Print the records from the line containing "Task: list a point for each instance of the flower" through the line containing "Target: flower bud", both ends included, and leave the pictures out.

======== Extracted material ========

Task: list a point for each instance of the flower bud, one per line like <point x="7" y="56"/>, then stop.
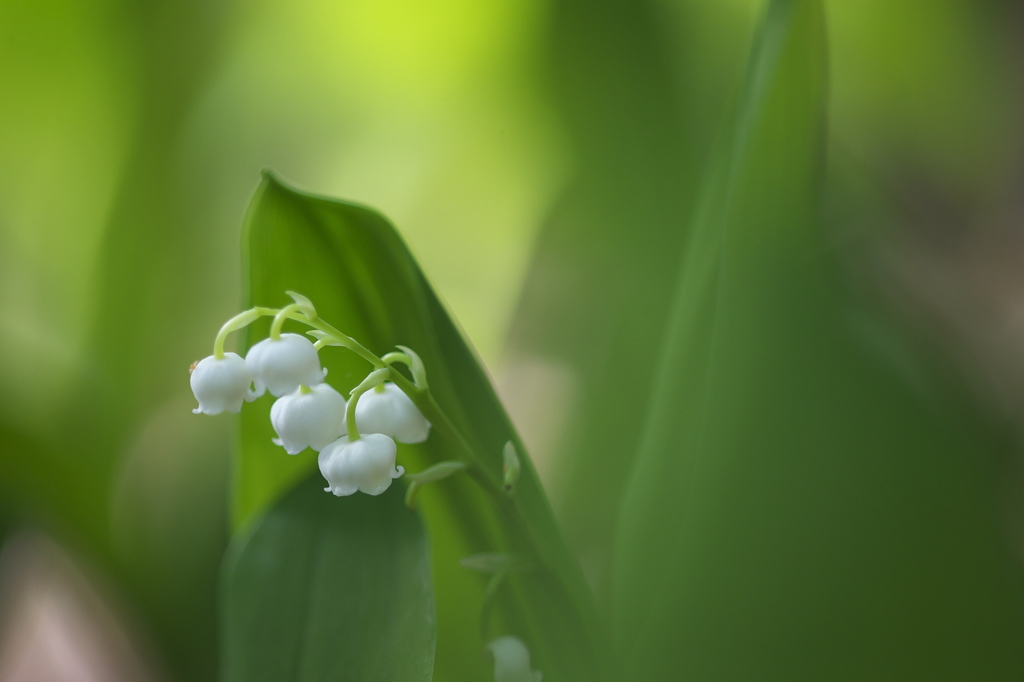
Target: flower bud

========
======== Extracted material ========

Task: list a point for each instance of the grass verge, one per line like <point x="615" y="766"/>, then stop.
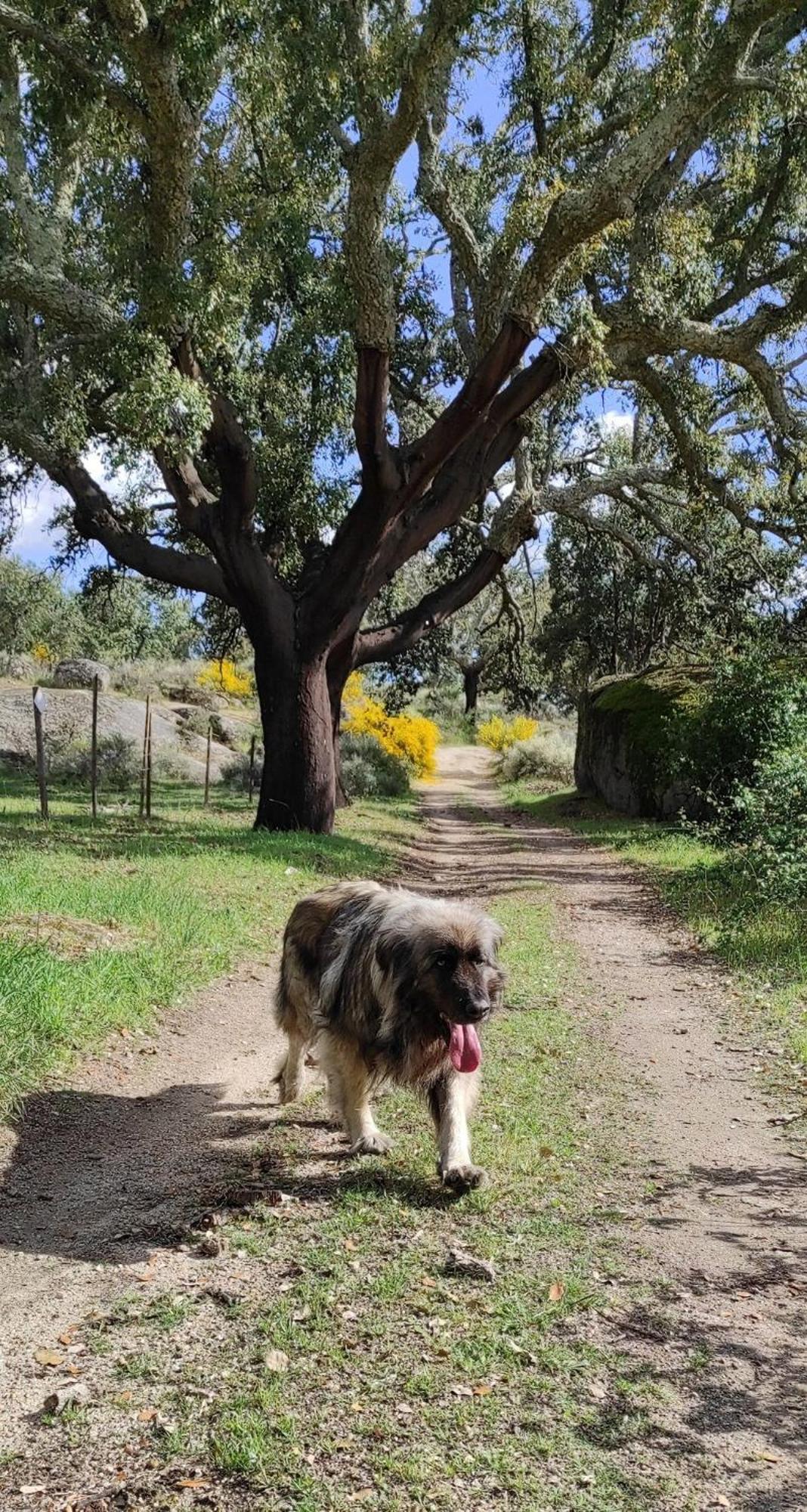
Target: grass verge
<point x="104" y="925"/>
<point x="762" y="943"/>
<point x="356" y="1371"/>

========

**Complete output**
Task: list a point for each instance of the flower bud, one per line like <point x="7" y="56"/>, then stop.
Target: flower bud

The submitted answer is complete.